## Article:
- - -
L’absurdité : fiction ou réalité ?

Par Manon Lelièvre

Une critique sur le spectacle :

On n’est pas venues les mains vides ! / de Tatiana Baumgartner et Caroline Imhof de la Compagnie Sörörö / La Grange / du 11 au 16 novembre 2022 / Plus d’infos.

© Alan Humerose

La compagnie Sörörö, composée des artistes Tatiana Baumgartner et Caroline Imhof, présente sa nouvelle création à La Grange du 10 au 16 novembre. Les deux jeunes femmes y incarnent Tatianö et Carolinö, comédiennes en crise qui se lancent dans un projet autour de la pression professionnelle que peuvent subir les artistes. Les spectateur.ices sont placés dans le rôle d’un public assistant à une répétition. Perdu entre les niveaux de fictionnalités, le propos n’en reste pas moins clair : nos actes ne correspondent pas toujours aux belles idées que l’on professe. Il n’y a qu’un pas pour tomber dans l’absurdité et Sörorö nous le fait franchir.
- - -
## Liste des tâches:
a – Résumez sous forme de liste le paragraphe de la critique qui commence par « La compagnie Sörörö, composée », en conservant ses faits principaux.
b – Recopiez à l'identique, s'il vous plaît, le passage de la critique allant de « On n’est pas » jusqu'à « le fait franchir. ».
Les lignes qui viennent ensuite forment un matériau distinct de la critique.

## Données recueillies:
- - -
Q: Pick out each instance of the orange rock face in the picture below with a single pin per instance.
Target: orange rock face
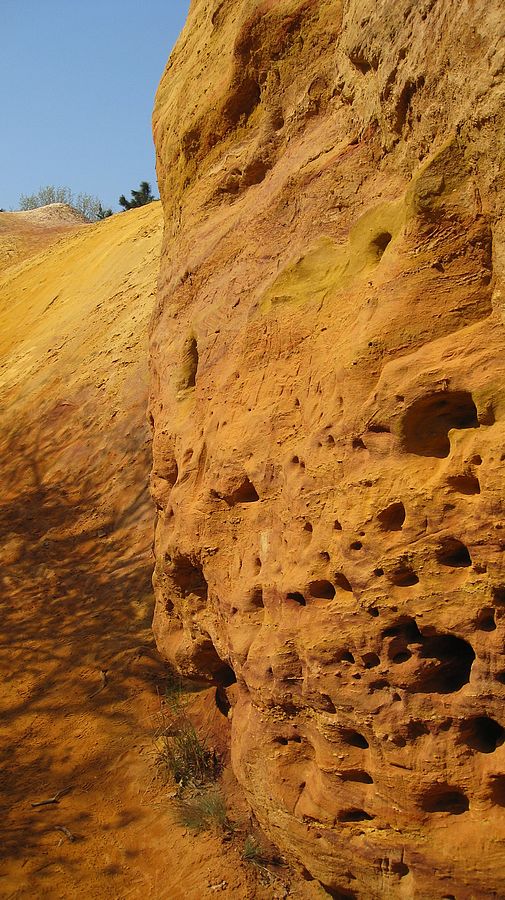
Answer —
- - -
## Réponses:
a –
- La compagnie Sörörö, formée de Tatiana Baumgartner et Caroline Imhof, présente sa nouvelle création à La Grange du 10 au 16 novembre.
- Les deux artistes jouent Tatianö et Carolinö, comédiennes en crise qui montent un projet sur la pression professionnelle que peuvent subir les artistes.
- Le public est placé dans le rôle de spectateurs d'une répétition.
- Malgré les niveaux de fiction entremêlés, le propos reste clair : nos actes ne correspondent pas toujours aux belles idées que l'on professe.
- Sörörö fait franchir au public le pas qui mène à l'absurdité.

b –
On n’est pas venues les mains vides ! / de Tatiana Baumgartner et Caroline Imhof de la Compagnie Sörörö / La Grange / du 11 au 16 novembre 2022 / Plus d’infos.

© Alan Humerose

La compagnie Sörörö, composée des artistes Tatiana Baumgartner et Caroline Imhof, présente sa nouvelle création à La Grange du 10 au 16 novembre. Les deux jeunes femmes y incarnent Tatianö et Carolinö, comédiennes en crise qui se lancent dans un projet autour de la pression professionnelle que peuvent subir les artistes. Les spectateur.ices sont placés dans le rôle d’un public assistant à une répétition. Perdu entre les niveaux de fictionnalités, le propos n’en reste pas moins clair : nos actes ne correspondent pas toujours aux belles idées que l’on professe. Il n’y a qu’un pas pour tomber dans l’absurdité et Sörorö nous le fait franchir.